[Natural language region descriptions]

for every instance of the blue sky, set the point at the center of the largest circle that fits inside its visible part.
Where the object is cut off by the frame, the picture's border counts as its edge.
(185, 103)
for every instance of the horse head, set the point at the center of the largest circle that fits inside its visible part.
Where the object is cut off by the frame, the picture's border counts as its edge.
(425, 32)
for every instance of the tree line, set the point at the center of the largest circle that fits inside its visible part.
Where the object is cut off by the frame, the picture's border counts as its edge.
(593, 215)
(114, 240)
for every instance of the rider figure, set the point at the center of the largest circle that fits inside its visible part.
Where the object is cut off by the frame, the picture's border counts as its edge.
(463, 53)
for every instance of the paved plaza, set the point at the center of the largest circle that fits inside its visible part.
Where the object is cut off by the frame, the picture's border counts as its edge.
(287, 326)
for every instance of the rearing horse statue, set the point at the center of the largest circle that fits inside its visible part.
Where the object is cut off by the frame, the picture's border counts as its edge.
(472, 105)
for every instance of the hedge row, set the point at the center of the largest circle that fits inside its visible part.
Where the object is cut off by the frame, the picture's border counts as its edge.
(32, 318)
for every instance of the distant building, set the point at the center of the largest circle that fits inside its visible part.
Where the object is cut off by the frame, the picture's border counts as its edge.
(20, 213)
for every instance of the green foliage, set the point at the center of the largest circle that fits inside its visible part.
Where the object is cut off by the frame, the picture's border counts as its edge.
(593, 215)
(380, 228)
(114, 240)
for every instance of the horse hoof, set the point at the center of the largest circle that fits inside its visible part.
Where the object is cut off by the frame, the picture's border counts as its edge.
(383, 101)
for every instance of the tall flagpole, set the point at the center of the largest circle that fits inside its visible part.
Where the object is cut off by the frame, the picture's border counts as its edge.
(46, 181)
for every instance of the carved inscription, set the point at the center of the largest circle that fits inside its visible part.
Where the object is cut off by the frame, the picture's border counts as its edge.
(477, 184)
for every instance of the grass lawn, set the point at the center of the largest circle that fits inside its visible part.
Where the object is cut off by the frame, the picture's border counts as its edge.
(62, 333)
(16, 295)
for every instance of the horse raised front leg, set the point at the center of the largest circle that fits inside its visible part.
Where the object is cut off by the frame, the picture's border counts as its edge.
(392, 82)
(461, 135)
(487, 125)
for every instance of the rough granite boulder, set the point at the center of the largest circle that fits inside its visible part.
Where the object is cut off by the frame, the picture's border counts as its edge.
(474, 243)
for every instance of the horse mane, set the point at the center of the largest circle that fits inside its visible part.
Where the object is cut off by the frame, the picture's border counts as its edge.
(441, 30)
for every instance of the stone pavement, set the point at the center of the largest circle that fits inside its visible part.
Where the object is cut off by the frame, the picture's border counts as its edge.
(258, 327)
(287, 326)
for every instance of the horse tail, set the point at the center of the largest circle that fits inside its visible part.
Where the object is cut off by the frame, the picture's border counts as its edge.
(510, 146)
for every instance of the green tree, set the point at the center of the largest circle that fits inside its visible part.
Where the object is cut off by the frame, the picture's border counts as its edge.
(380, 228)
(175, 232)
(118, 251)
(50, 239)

## Task brief
Exact copies of all the entries above are required.

## Output of the task
for every instance of the blue sky, set the point at the center of the largest circle that fits inside its visible part.
Where the object is cut off by the frame, the picture's border counts as its edge.
(185, 103)
for every instance of the horse head, set the point at the center of the largest circle that fits inside its visible part.
Where the object is cut off by the frame, the picture's border counts as its edge.
(425, 32)
for every instance of the tree line, set the point at the center of the largest circle that fits inside its visible part.
Where the object is cut off by the frame, the picture's border counts as its edge.
(593, 215)
(114, 240)
for every instance of the rider figure, set the point at the center of the largest circle that fits inside its visible part.
Where the object is cut off by the frame, the picture's border counts as its edge.
(463, 53)
for every instance of the paved plaza, set the point at the center of the largest circle that fits inside its visible part.
Where the object is cut off by the frame, the picture's border counts as its edge.
(287, 326)
for every instance of the rearing horse statue, set the point at the center of the largest circle that fits inside its visible part.
Where the object is cut off by the frame, the picture's border counts as its edge.
(472, 105)
for every instance of the hedge row, set the point at the center of the largest circle that fits inside its visible part.
Where the object is cut off by the frame, the picture's border counts as its edge.
(32, 318)
for every instance of the distant building, set the point at the center of the largest circle that fits inside its visible part.
Where the object is cut off by the frame, the picture's border counts as its edge.
(20, 213)
for every instance of the green foliage, set the point at the center of the largest circle that fits inside its visible part.
Where the object is cut off by the frame, the picture's border counts as its edge.
(593, 215)
(380, 228)
(114, 240)
for every instance of the horse hoof, set the point at the center of the largest circle that fits inside its visible part.
Where the object is cut off by the frame, the picture's border counts as its edge.
(383, 101)
for every instance of the tall flagpole, set the point at the center of the largest circle that fits inside its visible part.
Where the object is cut off by the frame, the picture's border counts as its edge.
(46, 181)
for every instance of the carved inscription, set the point at the center of the largest circle that fits inside its visible part.
Where the object is cut off by the frame, the picture's border counts as its edge.
(477, 184)
for every instance of the grass lawn, set the point at the center of the largest circle that fits inside its visible part.
Where the object is cut off by the frame, the picture's border counts as its edge.
(62, 333)
(16, 295)
for every instance of the horse raised front leg, set the point at the center of the largest circle that fits inside its visible part.
Where the object is cut off by the frame, the picture's border counts as its edge.
(392, 82)
(461, 135)
(487, 125)
for every instance of the rough granite boulder, set the point at the center of the largest circle that fits inside its visible part.
Where the object is cut off by the frame, the picture's border counts as its edge.
(474, 243)
for every instance of the horse mane, set the point at the center of the largest circle that fits inside its visible part.
Where the object is cut off by the frame, the picture's border counts as its edge.
(441, 30)
for every instance of the stone pavement, set the point at the center of the largest circle that fits inside its visible part.
Where the object is cut off by the frame, the picture's border counts as its edge.
(258, 327)
(287, 326)
for every instance of the horse tail, set the point at the center of the largest circle that fits inside its visible part.
Where the object is cut off by the frame, the picture's border counts as its edge.
(510, 146)
for every instance of the green tree, set the point at the center of the largest circle that fits inside its visible part.
Where the object is cut off by the frame, the picture's border counts as its edge.
(380, 228)
(175, 232)
(118, 251)
(50, 239)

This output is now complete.